▶ _DOCUMENT EXCERPT_
^^^^^^^^

Thelonious Explains…

This post is part two of a series about New York in the ’50s. You can read the first here.

A proud and private man, known as an eccentric, even in the jazz world, Thelonious Monk was given to wearing capes, an assortment of hats and caps from silk to fur, and sunglasses with bamboo rims. One night in 1957 he was playing his solo set of the evening at The Five Spot when he was interrupted by a shout from the audience.  A man who must have had far too many of the Five Spot’s fifteen cent beers yelled “We wanna hear Coltrane!” 

Monk said “Coltrane bust up his horn.”

^^^^^^^^

▶ _TO BE DONE_
[1] In the Thelonious Monk passage, do these statements agree with the text? Answer yes or no for each and quote the words that decide it. (a) The post is the first in a series about New York in the ’50s. (b) Monk wore sunglasses with bamboo rims. (c) Beer at the Five Spot cost fifteen cents.
[2] Please pick up the Thelonious Monk passage after its last line and carry it forward.

^^^^^^^^

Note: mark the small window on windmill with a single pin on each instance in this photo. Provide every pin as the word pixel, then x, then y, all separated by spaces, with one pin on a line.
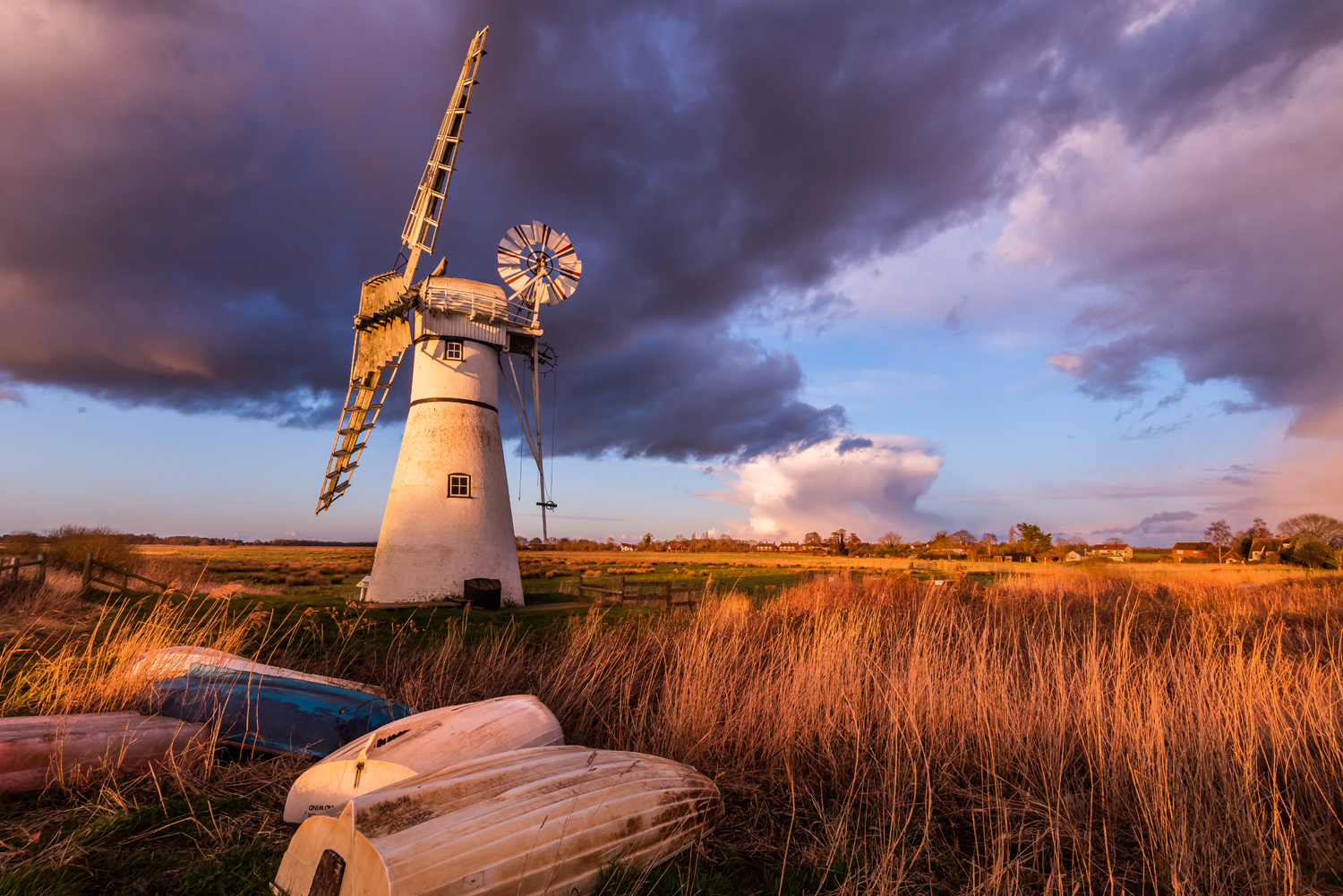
pixel 458 485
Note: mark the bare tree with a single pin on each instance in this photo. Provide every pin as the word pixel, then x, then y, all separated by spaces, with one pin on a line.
pixel 1219 535
pixel 1311 525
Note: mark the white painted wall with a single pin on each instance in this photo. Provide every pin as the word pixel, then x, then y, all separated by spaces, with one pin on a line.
pixel 432 543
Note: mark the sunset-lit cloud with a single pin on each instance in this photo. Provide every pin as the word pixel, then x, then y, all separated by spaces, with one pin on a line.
pixel 861 484
pixel 1219 247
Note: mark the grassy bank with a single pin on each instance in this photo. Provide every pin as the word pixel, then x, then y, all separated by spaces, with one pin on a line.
pixel 1076 732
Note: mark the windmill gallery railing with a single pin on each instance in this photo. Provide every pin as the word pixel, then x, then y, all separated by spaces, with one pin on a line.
pixel 480 305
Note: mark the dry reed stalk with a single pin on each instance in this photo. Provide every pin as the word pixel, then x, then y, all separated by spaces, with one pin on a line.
pixel 1055 735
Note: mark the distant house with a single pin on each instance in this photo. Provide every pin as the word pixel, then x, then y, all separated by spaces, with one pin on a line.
pixel 1116 552
pixel 1192 551
pixel 1262 549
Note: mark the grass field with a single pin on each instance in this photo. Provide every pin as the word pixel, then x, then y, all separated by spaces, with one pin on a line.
pixel 1036 730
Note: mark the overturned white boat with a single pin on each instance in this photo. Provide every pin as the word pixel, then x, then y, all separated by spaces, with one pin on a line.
pixel 172 662
pixel 419 743
pixel 38 750
pixel 526 823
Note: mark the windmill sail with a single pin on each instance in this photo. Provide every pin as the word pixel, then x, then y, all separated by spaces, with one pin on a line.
pixel 427 209
pixel 381 327
pixel 381 333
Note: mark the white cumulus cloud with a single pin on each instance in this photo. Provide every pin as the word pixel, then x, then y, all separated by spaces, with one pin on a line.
pixel 867 484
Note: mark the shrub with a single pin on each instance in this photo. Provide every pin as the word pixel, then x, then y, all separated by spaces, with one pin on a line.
pixel 21 543
pixel 70 544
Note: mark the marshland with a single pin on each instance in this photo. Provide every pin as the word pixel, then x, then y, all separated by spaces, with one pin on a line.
pixel 1100 730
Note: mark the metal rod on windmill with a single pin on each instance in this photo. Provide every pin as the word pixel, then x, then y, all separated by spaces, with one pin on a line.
pixel 448 530
pixel 542 268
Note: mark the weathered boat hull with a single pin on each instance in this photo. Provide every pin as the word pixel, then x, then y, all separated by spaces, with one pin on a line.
pixel 172 662
pixel 37 750
pixel 276 713
pixel 526 823
pixel 419 743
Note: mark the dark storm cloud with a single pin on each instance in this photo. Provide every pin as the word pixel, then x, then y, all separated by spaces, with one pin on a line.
pixel 190 195
pixel 1221 249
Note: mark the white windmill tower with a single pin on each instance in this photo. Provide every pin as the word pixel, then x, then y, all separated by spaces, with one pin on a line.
pixel 448 531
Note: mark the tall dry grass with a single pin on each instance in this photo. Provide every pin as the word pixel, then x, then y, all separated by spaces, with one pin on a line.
pixel 1066 735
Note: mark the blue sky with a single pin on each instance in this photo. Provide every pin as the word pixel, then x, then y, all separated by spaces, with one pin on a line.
pixel 884 266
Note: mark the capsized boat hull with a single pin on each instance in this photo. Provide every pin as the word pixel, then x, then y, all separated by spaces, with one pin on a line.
pixel 274 713
pixel 172 662
pixel 421 743
pixel 548 820
pixel 37 750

^^^^^^^^

▶ _RESULTS OF THE TASKS_
[1]
(a) No: "This post is part two of a series about New York in the ’50s."
(b) Yes: "sunglasses with bamboo rims"
(c) Yes: "the Five Spot’s fifteen cent beers"

[2]
After the intermission, when Monk came out again and began to play, the heckler became more hostile and asked Monk what he meant when he said Coltrane “bust up his horn.”   Monk stood up at the piano and delivered the following dissertation:     

“Mr. Coltrane plays a wind instrument. The sound is produced by blowing into it and opening different holes to let air out. Over some of these holes is a felt pad. One of Mr. Coltrane’s felt pads has fallen off, and in order for him to get the sound he wants, so that we can make better music for you, he is in the back making a new one. . .you dig?” 

The jazz critic Nat Hentoff called The Five Spot ‘the most significant jazz club since the clubs of Chicago in the twenties where Louise Armstrong played. The house group was Thelonious Monk and and John Coltrane. Musicians and lay people lined up three and four deep to get in.”  

Coltrane and Monk were followed by the bass player Charles Mingus and his group.

Allen Ginsberg told me “I got to know Charlie Mingus when he played at The Five Spot, and later at his wedding in Milbook, New York. I’d just come back from India and I knew monochromatic chanting – there were a lot of musicians interested in that mode, like Coltrane. I did a recording of it with Coltrane’s drummer. At Mingus’s wedding I was chanting mantras to Shiva, to Buddha. . .”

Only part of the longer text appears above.